═════ Dataset ═════

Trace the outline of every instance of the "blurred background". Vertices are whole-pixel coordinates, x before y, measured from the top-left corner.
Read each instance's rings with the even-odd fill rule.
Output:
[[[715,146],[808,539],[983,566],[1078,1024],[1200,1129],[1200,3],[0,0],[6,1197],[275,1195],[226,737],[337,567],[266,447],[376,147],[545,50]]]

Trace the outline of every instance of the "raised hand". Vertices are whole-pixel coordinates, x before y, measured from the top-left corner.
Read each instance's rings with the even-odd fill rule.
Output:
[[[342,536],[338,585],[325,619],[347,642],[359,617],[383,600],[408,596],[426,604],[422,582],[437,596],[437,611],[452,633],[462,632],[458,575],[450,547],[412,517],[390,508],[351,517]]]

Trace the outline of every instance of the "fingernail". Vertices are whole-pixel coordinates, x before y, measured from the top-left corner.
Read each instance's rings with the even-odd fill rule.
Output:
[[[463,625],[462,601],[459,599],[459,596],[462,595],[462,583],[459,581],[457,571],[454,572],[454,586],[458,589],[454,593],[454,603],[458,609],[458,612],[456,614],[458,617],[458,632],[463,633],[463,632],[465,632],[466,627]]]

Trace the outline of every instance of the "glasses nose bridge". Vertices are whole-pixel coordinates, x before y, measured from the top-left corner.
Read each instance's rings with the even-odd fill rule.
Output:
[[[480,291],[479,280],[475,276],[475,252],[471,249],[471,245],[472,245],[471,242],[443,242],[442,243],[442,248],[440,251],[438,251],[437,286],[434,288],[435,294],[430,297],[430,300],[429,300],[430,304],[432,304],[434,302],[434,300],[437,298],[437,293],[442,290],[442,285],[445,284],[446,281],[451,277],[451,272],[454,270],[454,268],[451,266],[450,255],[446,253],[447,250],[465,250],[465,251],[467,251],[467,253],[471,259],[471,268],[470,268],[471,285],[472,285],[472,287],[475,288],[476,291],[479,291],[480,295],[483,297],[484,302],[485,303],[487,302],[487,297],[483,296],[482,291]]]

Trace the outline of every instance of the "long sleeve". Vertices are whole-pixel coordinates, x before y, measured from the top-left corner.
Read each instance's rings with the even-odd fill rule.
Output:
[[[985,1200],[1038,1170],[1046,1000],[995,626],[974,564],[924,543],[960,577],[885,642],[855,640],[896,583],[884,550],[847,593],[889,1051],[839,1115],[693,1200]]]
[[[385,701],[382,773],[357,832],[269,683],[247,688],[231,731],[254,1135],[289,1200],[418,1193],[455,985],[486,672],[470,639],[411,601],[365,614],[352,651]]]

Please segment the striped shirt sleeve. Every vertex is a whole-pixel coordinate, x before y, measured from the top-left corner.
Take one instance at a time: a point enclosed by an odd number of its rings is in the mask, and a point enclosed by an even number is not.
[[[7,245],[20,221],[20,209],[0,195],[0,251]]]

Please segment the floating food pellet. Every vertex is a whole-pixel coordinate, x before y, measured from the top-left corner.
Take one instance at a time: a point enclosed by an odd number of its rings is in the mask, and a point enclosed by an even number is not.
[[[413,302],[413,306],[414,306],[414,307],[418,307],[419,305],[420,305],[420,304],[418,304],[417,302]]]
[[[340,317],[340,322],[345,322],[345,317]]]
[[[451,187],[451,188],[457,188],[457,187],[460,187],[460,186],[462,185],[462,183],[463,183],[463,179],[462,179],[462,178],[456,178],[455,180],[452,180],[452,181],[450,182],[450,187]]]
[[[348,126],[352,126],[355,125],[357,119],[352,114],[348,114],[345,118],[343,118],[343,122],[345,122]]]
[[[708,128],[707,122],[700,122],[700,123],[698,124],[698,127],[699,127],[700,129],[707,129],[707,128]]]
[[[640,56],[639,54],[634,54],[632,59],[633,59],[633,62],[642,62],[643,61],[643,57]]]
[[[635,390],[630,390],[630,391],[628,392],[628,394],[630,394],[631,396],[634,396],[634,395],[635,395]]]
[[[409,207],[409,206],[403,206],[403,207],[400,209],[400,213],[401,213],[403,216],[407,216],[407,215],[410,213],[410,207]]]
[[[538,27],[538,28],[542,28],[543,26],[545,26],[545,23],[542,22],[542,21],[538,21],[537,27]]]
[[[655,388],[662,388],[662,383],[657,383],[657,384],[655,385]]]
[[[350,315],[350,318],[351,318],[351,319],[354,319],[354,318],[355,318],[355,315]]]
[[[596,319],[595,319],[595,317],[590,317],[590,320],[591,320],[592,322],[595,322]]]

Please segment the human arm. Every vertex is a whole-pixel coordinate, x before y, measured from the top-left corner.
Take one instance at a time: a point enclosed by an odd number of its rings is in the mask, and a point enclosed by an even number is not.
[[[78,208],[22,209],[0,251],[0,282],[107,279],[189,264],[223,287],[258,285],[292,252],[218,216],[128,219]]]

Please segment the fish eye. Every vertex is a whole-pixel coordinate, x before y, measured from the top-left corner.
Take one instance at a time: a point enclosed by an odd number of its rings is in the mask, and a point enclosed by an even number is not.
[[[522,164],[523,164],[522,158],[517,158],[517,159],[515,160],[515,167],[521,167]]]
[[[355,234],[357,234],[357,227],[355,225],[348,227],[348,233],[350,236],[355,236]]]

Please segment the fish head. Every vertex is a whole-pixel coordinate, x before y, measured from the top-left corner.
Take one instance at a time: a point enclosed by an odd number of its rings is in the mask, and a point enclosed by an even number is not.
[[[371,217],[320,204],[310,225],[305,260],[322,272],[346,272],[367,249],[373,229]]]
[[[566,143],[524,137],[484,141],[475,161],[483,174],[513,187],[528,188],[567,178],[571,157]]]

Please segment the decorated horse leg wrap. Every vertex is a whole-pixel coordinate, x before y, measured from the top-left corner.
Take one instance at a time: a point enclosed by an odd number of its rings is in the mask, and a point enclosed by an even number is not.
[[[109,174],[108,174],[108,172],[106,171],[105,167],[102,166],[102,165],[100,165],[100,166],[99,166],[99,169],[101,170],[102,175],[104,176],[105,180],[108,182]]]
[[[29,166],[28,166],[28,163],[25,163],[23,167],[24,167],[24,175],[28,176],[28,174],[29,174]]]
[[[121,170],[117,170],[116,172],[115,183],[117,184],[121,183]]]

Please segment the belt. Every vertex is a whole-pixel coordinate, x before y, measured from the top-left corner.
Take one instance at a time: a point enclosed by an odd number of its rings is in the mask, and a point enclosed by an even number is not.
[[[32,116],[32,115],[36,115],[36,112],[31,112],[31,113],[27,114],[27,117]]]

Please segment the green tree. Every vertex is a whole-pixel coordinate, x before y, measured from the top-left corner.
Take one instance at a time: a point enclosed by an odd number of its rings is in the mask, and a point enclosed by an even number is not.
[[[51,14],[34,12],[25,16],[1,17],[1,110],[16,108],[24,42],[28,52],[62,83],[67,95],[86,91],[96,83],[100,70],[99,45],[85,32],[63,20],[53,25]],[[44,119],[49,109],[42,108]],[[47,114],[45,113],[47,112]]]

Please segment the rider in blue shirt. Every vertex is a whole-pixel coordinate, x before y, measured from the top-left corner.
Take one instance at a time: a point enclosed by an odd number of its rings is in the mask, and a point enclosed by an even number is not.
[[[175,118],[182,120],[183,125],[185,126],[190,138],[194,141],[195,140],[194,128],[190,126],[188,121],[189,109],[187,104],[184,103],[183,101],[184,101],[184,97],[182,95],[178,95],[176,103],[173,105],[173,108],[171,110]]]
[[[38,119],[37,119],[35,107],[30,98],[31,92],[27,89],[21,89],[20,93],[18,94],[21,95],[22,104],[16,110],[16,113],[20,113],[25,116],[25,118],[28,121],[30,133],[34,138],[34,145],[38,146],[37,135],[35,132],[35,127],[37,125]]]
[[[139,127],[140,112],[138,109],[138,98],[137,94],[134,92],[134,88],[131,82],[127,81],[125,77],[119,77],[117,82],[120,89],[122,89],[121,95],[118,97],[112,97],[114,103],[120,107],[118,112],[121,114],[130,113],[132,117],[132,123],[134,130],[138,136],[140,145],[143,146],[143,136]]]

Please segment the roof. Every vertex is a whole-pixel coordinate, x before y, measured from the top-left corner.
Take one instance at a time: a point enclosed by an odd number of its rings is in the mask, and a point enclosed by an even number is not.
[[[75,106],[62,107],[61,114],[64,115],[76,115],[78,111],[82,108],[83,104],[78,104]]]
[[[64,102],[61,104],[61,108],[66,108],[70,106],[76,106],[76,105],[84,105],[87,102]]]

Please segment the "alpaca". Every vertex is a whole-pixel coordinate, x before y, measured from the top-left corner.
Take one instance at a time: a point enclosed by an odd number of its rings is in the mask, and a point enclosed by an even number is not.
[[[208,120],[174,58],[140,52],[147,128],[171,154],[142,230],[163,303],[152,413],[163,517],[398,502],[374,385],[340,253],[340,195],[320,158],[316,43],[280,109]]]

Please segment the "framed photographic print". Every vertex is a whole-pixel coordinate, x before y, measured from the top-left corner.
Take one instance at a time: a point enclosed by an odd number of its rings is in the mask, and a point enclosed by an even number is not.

═════

**Problem requirements:** Wherever the string "fish" appears in the records, copy the whole line.

**Result of this exercise:**
Please segment the fish eye. Every vertex is a whole-pixel coordinate, x before y, measured from the top-left corner.
Please segment the fish head. Every vertex is a whole-pixel coordinate, x before y, measured from the top-left corner.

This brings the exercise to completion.